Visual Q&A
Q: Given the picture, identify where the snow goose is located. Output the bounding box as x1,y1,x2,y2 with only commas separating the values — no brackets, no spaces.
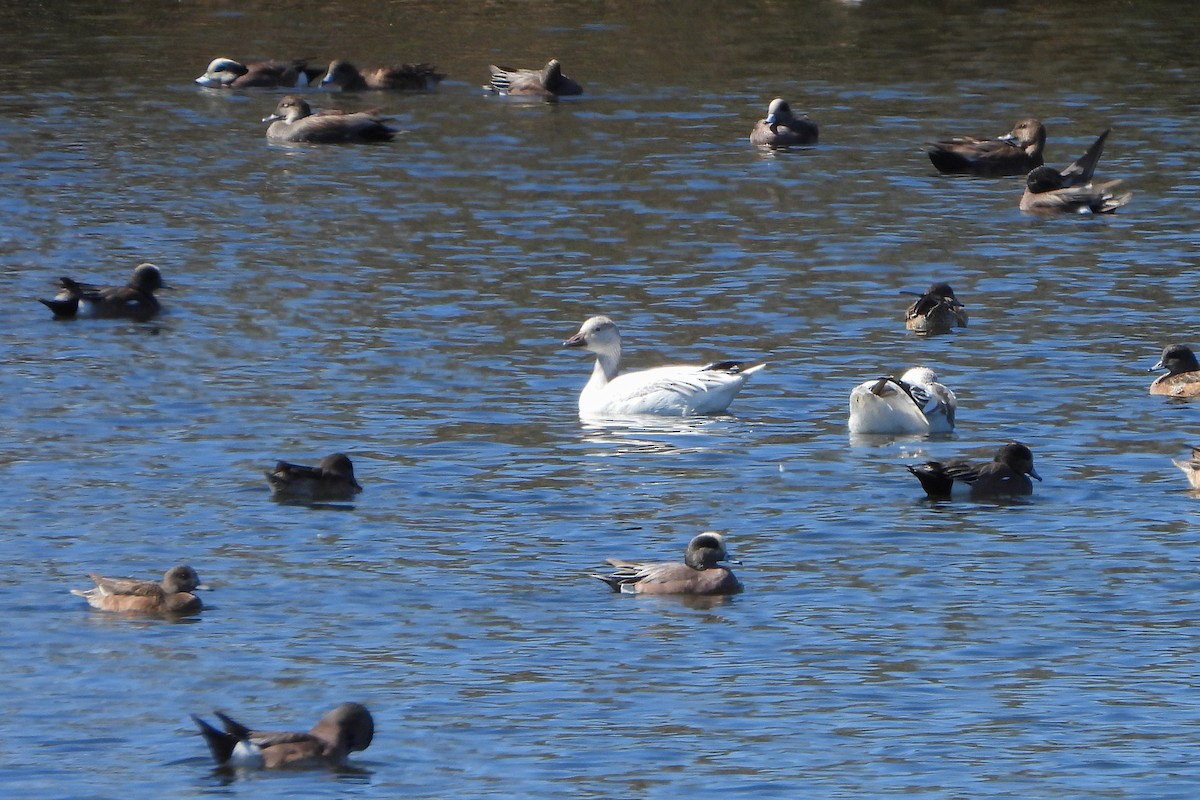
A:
848,367,956,435
563,316,764,417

__ASSIGNED TASK__: Could you return the listing above exactly, minus its pictures?

__WRITTEN SOLUTION__:
Visual Q&A
Q: Given the picture, identify where the snow goose is located. Output the bounding box as x1,y1,x2,y2 with only commas separating the values — no brackets, no spaces.
A:
848,367,956,435
563,316,764,417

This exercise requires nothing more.